> _Activity_:
Output the rows below as a Markdown table with two columns, Line No. and Content. Give each line its number and its text, and skip any blank lines.

Stored items from a collection:

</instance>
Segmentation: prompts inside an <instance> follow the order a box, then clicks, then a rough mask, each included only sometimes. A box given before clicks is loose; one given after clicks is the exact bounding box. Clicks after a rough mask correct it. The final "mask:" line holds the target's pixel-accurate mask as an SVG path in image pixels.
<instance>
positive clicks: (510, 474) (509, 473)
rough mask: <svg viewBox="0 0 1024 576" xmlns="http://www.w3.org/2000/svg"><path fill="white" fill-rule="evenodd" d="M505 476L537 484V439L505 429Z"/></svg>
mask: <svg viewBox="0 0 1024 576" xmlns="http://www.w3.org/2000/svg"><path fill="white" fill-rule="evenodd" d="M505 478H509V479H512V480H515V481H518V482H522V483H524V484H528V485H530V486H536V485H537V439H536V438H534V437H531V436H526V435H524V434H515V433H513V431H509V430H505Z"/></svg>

> _Exercise output_:
| Line No. | Content |
|---|---|
| 1 | </instance> |
| 2 | Segmentation: prompts inside an <instance> follow the order a box, then clicks, then a rough mask, each included only sometimes. A box given before clicks is loose; one given after clicks is the exact bounding box. Clicks after a rough mask correct it. The final "mask:" line holds the target's pixel-accurate mask as an SVG path in image pixels. |
| 3 | <instance> |
| 4 | positive clicks: (510, 474) (509, 473) |
| 5 | rough mask: <svg viewBox="0 0 1024 576" xmlns="http://www.w3.org/2000/svg"><path fill="white" fill-rule="evenodd" d="M505 476L537 484V439L505 429Z"/></svg> |
| 6 | mask: <svg viewBox="0 0 1024 576" xmlns="http://www.w3.org/2000/svg"><path fill="white" fill-rule="evenodd" d="M505 478H509V479H512V480H515V481H518V482H522V483H524V484H528V485H530V486H536V485H537V439H536V438H534V437H531V436H526V435H524V434H515V433H513V431H509V430H505Z"/></svg> |